* [AIM OF THE TASK] Would you output, exactly as written, the line with "of the driveway" and all lines after it to the end of the data below, and no others?
(Beginning of RECORDS FOR THIS TASK)
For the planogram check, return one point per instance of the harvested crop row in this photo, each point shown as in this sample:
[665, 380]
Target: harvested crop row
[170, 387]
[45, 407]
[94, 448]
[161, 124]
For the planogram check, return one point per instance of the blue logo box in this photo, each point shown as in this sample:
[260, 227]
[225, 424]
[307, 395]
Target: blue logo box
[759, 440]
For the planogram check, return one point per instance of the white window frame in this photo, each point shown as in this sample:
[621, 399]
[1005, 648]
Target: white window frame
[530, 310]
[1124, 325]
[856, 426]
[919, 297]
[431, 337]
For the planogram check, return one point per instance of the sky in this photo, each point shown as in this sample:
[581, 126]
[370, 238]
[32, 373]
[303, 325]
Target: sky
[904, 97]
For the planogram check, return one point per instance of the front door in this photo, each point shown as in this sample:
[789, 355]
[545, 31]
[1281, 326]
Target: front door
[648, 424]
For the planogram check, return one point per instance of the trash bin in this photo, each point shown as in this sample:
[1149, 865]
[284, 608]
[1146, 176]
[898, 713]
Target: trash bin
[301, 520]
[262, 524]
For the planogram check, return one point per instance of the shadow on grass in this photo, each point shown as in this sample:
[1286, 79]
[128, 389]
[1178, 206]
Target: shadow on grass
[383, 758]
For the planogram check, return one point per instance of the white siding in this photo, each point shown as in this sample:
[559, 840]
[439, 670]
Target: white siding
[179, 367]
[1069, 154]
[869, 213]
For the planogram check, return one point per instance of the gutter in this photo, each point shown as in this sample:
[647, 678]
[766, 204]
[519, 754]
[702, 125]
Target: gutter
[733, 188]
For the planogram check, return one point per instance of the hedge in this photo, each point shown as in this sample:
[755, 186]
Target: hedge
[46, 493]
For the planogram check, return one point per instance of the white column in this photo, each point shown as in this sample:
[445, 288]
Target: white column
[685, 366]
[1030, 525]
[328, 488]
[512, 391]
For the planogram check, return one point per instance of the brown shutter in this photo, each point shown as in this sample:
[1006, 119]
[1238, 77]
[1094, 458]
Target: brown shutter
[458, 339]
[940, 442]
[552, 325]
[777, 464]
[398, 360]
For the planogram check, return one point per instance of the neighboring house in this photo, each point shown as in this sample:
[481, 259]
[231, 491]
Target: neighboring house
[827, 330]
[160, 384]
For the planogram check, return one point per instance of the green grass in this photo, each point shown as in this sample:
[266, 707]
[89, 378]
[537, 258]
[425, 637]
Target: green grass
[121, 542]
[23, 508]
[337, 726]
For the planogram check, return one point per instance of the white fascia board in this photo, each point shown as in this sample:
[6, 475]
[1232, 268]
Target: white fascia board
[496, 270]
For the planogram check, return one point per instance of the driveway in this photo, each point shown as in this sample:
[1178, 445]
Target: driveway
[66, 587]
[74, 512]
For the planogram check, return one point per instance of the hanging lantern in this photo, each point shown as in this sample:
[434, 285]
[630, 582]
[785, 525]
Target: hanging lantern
(End of RECORDS FOR THIS TASK)
* [ANSWER AREA]
For the planogram check, return one point per instance of the driveway in this photo, each point shown as in this sample:
[1178, 445]
Target: driveway
[66, 587]
[74, 512]
For the planogram check, return one point per instance of the hanging lantern in this photo, each point shown as in this sample:
[434, 285]
[630, 582]
[785, 525]
Target: hanging lantern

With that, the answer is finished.